-- TASK DIRECTIONS --
Copy every entry precisely.

-- DATA TO EXAMINE --
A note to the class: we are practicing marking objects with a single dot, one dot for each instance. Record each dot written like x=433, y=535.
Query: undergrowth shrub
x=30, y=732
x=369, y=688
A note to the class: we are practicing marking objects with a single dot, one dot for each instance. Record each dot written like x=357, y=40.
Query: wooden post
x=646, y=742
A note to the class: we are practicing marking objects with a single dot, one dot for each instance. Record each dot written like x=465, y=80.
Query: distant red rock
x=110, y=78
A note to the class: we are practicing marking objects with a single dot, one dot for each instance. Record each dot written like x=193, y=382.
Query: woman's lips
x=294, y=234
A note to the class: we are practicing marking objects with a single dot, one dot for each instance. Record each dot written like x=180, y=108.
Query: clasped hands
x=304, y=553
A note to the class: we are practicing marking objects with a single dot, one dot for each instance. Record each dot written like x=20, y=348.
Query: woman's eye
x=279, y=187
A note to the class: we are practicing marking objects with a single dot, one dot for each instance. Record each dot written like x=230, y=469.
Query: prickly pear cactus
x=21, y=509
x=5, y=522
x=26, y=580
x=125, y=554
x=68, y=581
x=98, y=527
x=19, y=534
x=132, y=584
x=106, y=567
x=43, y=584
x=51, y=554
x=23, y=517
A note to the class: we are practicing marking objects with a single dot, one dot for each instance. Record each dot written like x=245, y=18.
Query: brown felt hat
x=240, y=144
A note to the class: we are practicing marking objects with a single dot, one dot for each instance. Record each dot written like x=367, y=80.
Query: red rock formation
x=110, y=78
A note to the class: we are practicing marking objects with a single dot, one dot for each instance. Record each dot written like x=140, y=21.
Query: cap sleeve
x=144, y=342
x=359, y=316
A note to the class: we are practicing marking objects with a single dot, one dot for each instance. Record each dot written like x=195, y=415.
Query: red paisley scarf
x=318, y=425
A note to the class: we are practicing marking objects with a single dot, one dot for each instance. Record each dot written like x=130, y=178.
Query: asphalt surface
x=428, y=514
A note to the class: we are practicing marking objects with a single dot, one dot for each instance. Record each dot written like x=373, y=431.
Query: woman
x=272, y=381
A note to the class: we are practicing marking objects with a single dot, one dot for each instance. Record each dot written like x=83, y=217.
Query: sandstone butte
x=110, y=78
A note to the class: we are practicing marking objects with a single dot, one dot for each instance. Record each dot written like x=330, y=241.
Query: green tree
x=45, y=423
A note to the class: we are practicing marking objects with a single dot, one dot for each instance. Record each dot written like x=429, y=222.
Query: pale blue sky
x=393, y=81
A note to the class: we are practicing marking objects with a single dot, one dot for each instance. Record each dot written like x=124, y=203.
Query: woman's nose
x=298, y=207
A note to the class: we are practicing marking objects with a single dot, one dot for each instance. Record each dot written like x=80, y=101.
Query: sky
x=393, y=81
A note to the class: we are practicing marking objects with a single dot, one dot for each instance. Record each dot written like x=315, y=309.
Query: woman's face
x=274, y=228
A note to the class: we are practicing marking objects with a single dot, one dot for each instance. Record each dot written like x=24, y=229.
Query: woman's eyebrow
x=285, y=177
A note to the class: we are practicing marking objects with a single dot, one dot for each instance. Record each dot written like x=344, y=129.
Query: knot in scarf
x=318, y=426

-- TASK OUTPUT --
A note to the class: we are practicing marking objects with a single dot, one dot for each instance. Record each dot written like x=433, y=535.
Query: undergrowth shrub
x=30, y=732
x=369, y=688
A note to the class: we are practicing marking objects with a single dot, one dot for each instance. Record each dot written like x=357, y=40.
Query: wooden post
x=646, y=742
A note to the class: we are practicing marking objects with a single dot, one dot for each instance. Record each dot written like x=465, y=80.
Query: distant red rock
x=110, y=78
A note to the class: we are practicing marking objects with a single dot, one dot for each instance. Record each dot written like x=193, y=382.
Query: woman's lips
x=294, y=234
A note to the class: we are practicing marking objects with a single dot, one dot for each instance. Record each dot written like x=180, y=108.
Query: clasped hands
x=304, y=553
A note to the class: we are practicing marking objects with a single dot, one dot for each instance. Record each dot written like x=20, y=348.
Query: woman's eye
x=279, y=187
A note to the class: we are practicing marking objects with a single dot, one dot for each instance. Record each dot written like x=230, y=469.
Query: prickly pear cactus
x=21, y=509
x=5, y=522
x=26, y=580
x=125, y=554
x=68, y=581
x=98, y=527
x=19, y=534
x=132, y=584
x=106, y=567
x=43, y=584
x=51, y=554
x=23, y=517
A note to the class: we are practicing marking objects with a single dot, one dot for each instance. Record each dot written like x=245, y=18.
Query: brown felt hat
x=240, y=144
A note to the class: we are practicing marking objects with a single dot, one dot for each instance. Record each dot written like x=367, y=80.
Query: red rock formation
x=110, y=78
A note to the class: we are practicing marking objects with a single dot, one dot for each instance. Record each dot written like x=140, y=21.
Query: cap sleeve
x=144, y=342
x=359, y=316
A note to the class: we are practicing marking objects with a single dot, one dot for each instance. Record each dot written like x=195, y=415.
Query: red paisley scarf
x=318, y=425
A note to the class: we are practicing marking objects with a single dot, one dot for each instance. Record each dot written like x=130, y=178.
Query: asphalt surface
x=428, y=514
A note to the class: we are practicing marking objects with a single dot, one dot for each instance. Record each dot written like x=373, y=431.
Query: woman
x=272, y=381
A note to the class: we are practicing marking objects with a single dot, one dot for each instance. Record each dot written like x=83, y=217.
Query: sandstone butte
x=110, y=78
A note to the class: we are practicing marking objects with a single dot, one dot for each instance. Record each dot written like x=330, y=241.
Query: green tree
x=45, y=423
A note to the class: we are practicing marking objects with a single dot, one dot for each instance. Record each dot written like x=429, y=222.
Query: pale blue sky
x=393, y=81
A note to the class: we are practicing marking objects with a single dot, one dot for each instance. Record each dot written like x=124, y=203.
Query: woman's nose
x=298, y=207
A note to the class: we are practicing marking objects with a single dot, one dot for each instance. Record each dot written like x=80, y=101.
Query: sky
x=393, y=81
A note to the class: we are practicing marking objects with a single dot, one dot for each instance. Record each dot written like x=315, y=309.
Query: woman's face
x=274, y=228
A note to the class: we are practicing marking objects with a single dot, one dot for each instance. Record each dot written like x=24, y=229.
Query: woman's eyebrow
x=285, y=177
A note to the class: we are practicing marking objects with a single dot, one dot for each instance. Record each dot written like x=344, y=129.
Query: knot in scarf
x=318, y=426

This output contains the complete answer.